| Ejercicio 1 |
En el texto sobre la eternidad, ¿con qué se identifica la eternidad tanto en la Cábala como en la Gnosis?
| Ejercicio 2 |
Sigue escribiendo el texto sobre la eternidad a partir de su última oración.

| Página |
Para Juanfra Cordero Poyatos


Ningún cuerpo puede sostenerse en la eternidad, pues sin duda esta infinitud o luz perpetua de lo eterno es la dimensión temporal –o, mejor dicho, intemporal– que corresponde al espíritu, porque ningún cuerpo puede desenvolverse vivo en lo eterno. Y sin embargo, no podemos negar que los humanos han tenido una cierta intuición de qué pueda ser lo sempiterno, y padecen el anhelo y la ambición de lo que pueda existir siempre. 

A parte de como existencia permanente, lo eterno puede ser pensado como ausencia de tiempo, como duración infinita, como retorno cíclico y hasta como experiencia humana... Tanto en la Cábala como en la Gnosis, la eternidad se identifica con un Dios oculto o Padre ignoto (Páter agnostos) del que emanan espíritus buenos y maléficos (devas).

| Datos |
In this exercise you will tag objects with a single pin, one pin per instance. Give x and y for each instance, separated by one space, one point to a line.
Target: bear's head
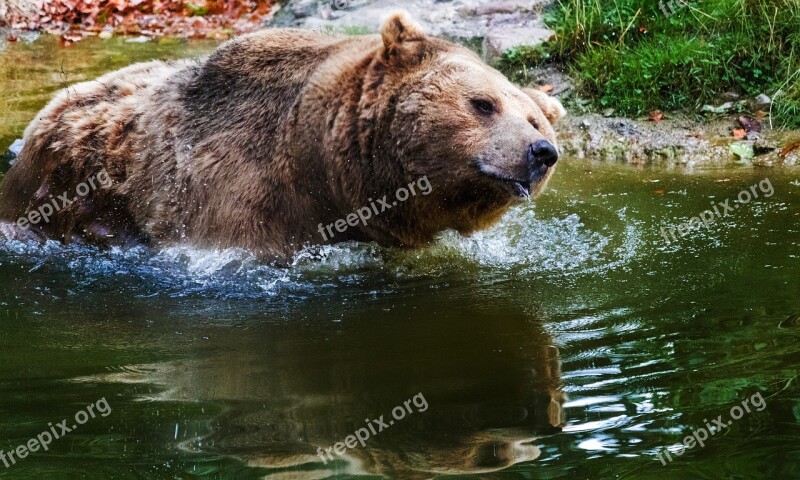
483 143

| Respuesta 1 |
Con un Dios oculto o Padre ignoto (Páter agnostos), del que emanan espíritus buenos y maléficos (devas).

| Respuesta 2 |
Parménides entendió el Ser como eterna esfera compacta, en el sentido de no nacida e imperecedera, "nunca fue ni será pues es ahora, todo a la vez, uno en sí mismo y continuo" (fr. 8). Tal concepción de la realidad hace ininteligible el devenir de las cosas y de la vida, su mutabilidad. El movimiento no sería sino una ilusión y las aporías de Zenón, presunto seguidor de Parménides, no harían otra cosa sino ratificar la irracionalidad del movimiento. La razón analítica parte del Principio de identidad y de no-contradicción y detiene con ello el flujo de lo real imponiéndose la fórmula A = A. Pero la identidad sólo puede establecerse sobre la base de la negación del tiempo, ya que es un hecho que A deviene, cambia, deja de ser A para se otra cosa, igual que las especies se transforman y las estrellas mudan o estallan.

Platón por su parte no niega el tiempo, pero lo hace depender de su principio ideal como "imagen móvil de la eternidad". La eternidad es así la esencia inmóvil del tiempo. El mundo sensible está sujeto al cambio y al tiempo, pero el mundo de las ideas es eterno e inmutable, como las fórmulas matemáticas, y tal realidad esencial garantiza la estabilidad de la ciencia. El ser humano participa de la eternidad a través de su recuerdo (anamnesis) de las verdades ideales.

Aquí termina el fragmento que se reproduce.